***** PASSAGE SHOWN

We close this issue with three essays on art, morality, and language as humanity’s primordial technologies. These were technologies we used to become human. Daniel Asia and Robert Edward Gordon discuss technological advances in the production of musical instruments, along with technical developments of musical notation and musical scale, which made orchestras possible, and which provided a setting for experiments such as Bach’s Well-Tempered Clavier. They consider images of technology such as Jan van Eyck’s Arnolfini Portrait and works such as Earthrise that exalt humanity by virtue of embodying spectacular triumphs of technology.
Allen Buchanan likens morality to a technology as well—and plausibly so. Among other things, and in conjunction with the rule of law and culture more generally, morality is one of our most primordially indispensable devices for managing the traffic of human communities. As a tool for enabling people to secure some sense of knowing what to expect from each other, it is a technology par excellence. As Buchanan observes, much of what we call morality today is somewhat of a luxury by comparison with the original from which modernity’s morality descends. The problem, Buchanan suggests, was never to get back to an egalitarian golden age, but to achieve and stabilize victory over all-too-real brutalities of class-based hierarchy. Buchanan thus gives us a way of concretizing Bernard Williams’s notorious remark that the first institutional question concerns not justice but “the securing of order, protection, safety, trust, and the conditions of cooperation. It is ‘first’ because solving it is the condition of solving, indeed posing, any others.”Footnote 5 Historically, progress begins with making it safe for us to be neighbors. Being neighbors is, before anything else, about knowing where the boundaries are and respecting them. That isn’t everything, but it’s a start. Note that, contra some interpreters, Williams does not say peace is more important than justice. When he says peace needs to come first, he means literally first. In other words, justice is an achievement. It certainly goes beyond managing conflict, but the point is that to achieve justice at all, we have to first manage conflict well enough to give justice a chance to go beyond it.

**********
***** DATA SUPPLIED

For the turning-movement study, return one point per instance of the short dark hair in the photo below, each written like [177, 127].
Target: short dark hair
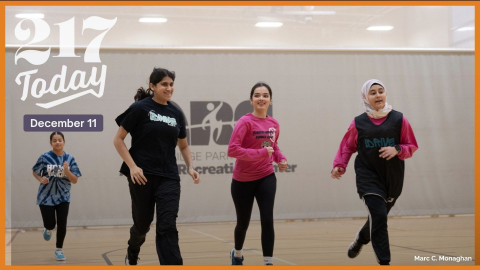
[155, 77]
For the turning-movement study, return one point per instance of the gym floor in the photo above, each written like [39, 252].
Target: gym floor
[418, 240]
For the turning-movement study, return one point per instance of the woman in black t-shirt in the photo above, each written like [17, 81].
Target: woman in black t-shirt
[156, 127]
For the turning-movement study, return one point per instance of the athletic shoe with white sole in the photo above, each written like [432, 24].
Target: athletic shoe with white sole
[59, 255]
[235, 260]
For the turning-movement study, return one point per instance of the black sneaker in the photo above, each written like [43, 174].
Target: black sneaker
[235, 260]
[131, 260]
[354, 248]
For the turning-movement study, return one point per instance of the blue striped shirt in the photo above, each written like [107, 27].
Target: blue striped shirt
[57, 190]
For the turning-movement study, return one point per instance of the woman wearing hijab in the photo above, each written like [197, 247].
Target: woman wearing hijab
[383, 139]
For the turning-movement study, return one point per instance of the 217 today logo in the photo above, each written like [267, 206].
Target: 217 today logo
[33, 31]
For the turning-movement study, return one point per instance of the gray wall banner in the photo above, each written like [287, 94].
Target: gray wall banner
[316, 95]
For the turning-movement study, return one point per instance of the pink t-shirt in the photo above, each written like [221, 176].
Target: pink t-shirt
[249, 137]
[348, 146]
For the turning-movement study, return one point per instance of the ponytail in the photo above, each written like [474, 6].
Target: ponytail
[142, 93]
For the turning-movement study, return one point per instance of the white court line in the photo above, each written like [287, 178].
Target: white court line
[245, 248]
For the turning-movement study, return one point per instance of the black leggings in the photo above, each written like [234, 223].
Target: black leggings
[243, 193]
[164, 194]
[49, 221]
[376, 228]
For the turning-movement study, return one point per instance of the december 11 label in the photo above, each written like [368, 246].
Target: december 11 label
[63, 122]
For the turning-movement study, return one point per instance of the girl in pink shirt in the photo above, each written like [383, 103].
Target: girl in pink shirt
[383, 139]
[254, 145]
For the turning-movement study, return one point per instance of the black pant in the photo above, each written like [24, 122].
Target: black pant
[49, 220]
[376, 228]
[165, 194]
[243, 193]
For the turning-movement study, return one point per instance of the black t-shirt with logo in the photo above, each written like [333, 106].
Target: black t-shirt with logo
[155, 129]
[376, 175]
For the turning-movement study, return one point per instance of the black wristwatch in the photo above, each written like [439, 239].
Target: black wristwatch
[398, 148]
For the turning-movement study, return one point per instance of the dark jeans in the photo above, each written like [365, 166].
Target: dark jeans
[49, 220]
[164, 193]
[376, 228]
[243, 194]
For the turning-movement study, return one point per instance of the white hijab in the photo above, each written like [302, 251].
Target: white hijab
[366, 105]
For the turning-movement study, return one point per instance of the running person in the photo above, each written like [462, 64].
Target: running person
[56, 171]
[156, 127]
[254, 145]
[384, 139]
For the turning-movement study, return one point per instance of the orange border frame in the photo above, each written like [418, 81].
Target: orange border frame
[3, 4]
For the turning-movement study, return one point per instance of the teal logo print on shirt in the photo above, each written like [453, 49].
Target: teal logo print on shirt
[55, 171]
[382, 142]
[160, 118]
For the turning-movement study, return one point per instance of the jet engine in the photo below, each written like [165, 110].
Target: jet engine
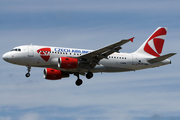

**********

Answer these from the passage on primordial technologies:
1. Which Jan van Eyck painting is named as an image of technology?
2. In the quoted remark from Bernard Williams, what does the first institutional question concern instead of justice?
3. Before anything else, what is being neighbors about?
The rows have no connection to the passage shown.

_SOLVED PROBLEM:_
1. The Arnolfini Portrait.
2. The securing of order, protection, safety, trust, and the conditions of cooperation.
3. Knowing where the boundaries are and respecting them.